(Items from a dataset):
^^^^

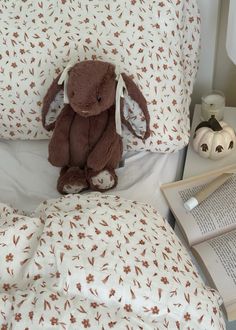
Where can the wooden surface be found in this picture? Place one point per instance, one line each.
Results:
(194, 164)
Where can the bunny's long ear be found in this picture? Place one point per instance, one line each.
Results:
(53, 103)
(134, 111)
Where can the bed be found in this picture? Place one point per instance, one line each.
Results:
(94, 260)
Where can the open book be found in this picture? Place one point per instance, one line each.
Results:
(210, 229)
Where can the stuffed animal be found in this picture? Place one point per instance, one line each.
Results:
(85, 106)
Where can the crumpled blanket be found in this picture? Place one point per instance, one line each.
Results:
(98, 262)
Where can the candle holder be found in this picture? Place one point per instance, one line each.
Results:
(213, 104)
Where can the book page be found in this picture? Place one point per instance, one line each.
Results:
(214, 216)
(219, 258)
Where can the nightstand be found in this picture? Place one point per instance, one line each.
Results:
(194, 164)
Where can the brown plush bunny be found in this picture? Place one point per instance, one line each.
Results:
(85, 142)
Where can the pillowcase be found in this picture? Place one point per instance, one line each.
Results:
(154, 42)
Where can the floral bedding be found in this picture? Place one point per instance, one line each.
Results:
(98, 262)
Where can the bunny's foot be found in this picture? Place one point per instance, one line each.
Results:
(71, 181)
(103, 180)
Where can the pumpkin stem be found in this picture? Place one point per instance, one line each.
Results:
(214, 124)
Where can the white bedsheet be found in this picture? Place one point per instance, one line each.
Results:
(27, 178)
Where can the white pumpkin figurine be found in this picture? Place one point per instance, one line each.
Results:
(213, 139)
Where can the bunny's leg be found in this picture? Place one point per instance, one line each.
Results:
(106, 178)
(71, 181)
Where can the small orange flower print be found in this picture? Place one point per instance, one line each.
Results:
(214, 310)
(90, 278)
(111, 324)
(4, 327)
(128, 308)
(145, 263)
(6, 286)
(164, 280)
(175, 269)
(31, 315)
(72, 319)
(167, 249)
(155, 310)
(81, 235)
(53, 297)
(97, 231)
(127, 269)
(187, 317)
(18, 317)
(9, 257)
(112, 293)
(94, 305)
(86, 323)
(67, 247)
(54, 321)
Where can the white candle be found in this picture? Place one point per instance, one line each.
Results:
(213, 104)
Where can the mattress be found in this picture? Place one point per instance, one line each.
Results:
(27, 178)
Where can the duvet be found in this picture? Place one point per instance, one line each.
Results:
(98, 262)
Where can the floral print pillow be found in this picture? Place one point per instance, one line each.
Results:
(99, 262)
(155, 42)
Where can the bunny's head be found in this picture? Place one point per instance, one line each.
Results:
(90, 87)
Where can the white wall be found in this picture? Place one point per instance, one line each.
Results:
(225, 70)
(216, 71)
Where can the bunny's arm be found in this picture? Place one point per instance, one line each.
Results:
(59, 147)
(103, 150)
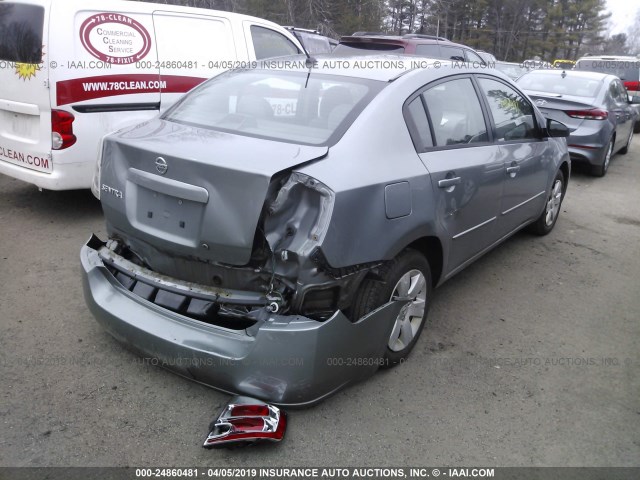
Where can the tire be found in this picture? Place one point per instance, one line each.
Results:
(629, 140)
(547, 219)
(398, 277)
(601, 170)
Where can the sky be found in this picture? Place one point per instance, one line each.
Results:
(623, 14)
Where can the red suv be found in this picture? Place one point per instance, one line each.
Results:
(424, 45)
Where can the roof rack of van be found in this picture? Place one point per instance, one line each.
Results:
(428, 37)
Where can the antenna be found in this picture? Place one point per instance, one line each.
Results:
(310, 60)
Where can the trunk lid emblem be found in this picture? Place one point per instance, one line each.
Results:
(161, 165)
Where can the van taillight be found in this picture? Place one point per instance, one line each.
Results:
(62, 130)
(632, 86)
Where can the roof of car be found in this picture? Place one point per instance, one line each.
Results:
(572, 73)
(610, 57)
(380, 67)
(372, 37)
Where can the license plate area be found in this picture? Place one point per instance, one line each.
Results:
(169, 217)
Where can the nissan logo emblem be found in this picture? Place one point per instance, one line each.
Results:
(161, 165)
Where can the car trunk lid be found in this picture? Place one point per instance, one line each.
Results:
(192, 192)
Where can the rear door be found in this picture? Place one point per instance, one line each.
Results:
(623, 112)
(25, 110)
(524, 151)
(466, 168)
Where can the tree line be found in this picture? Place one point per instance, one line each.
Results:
(513, 30)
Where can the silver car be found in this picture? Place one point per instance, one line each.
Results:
(595, 107)
(279, 231)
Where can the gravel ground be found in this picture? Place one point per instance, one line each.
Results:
(530, 357)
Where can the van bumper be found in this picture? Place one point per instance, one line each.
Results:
(65, 176)
(289, 360)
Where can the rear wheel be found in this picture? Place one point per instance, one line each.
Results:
(601, 170)
(408, 275)
(547, 220)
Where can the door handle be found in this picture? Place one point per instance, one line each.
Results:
(449, 182)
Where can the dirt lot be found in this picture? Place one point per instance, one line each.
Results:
(530, 356)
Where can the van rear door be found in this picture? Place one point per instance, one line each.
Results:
(25, 110)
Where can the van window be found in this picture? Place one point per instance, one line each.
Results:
(269, 43)
(21, 32)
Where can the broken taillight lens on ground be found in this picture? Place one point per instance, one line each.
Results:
(246, 421)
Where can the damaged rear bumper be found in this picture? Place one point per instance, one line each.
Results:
(288, 360)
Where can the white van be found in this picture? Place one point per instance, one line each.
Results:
(72, 71)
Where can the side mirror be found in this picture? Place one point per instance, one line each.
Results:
(557, 129)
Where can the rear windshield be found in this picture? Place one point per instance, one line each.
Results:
(366, 48)
(286, 106)
(628, 70)
(576, 86)
(21, 32)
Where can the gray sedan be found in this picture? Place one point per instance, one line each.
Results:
(595, 107)
(278, 233)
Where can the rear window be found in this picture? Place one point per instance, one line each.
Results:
(569, 85)
(628, 70)
(269, 43)
(367, 48)
(21, 32)
(292, 107)
(314, 43)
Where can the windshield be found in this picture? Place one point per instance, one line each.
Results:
(568, 85)
(293, 107)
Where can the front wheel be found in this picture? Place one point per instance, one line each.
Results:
(406, 276)
(547, 220)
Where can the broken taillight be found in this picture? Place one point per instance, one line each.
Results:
(62, 129)
(246, 420)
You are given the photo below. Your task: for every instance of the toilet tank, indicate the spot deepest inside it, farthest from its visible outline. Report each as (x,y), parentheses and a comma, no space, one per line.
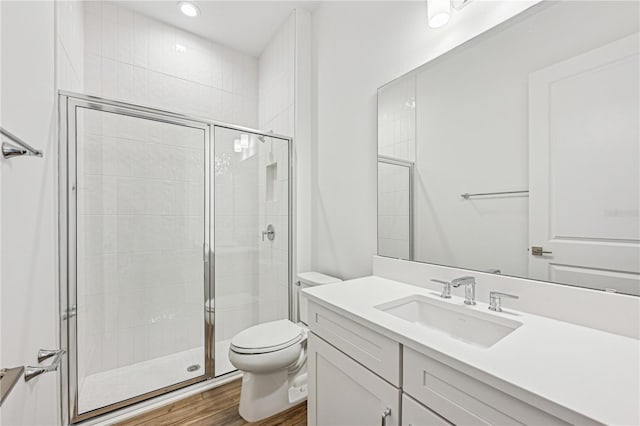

^^^^

(Work instructions): Wherever "print" occurs in the entries above, copy the line it sits on.

(Exercise result):
Where can the small orange flower print be found in this picture? Place one point per instance, one line each.
Where can the floral print pillow be found in this picture? Place one point per instance, one line each.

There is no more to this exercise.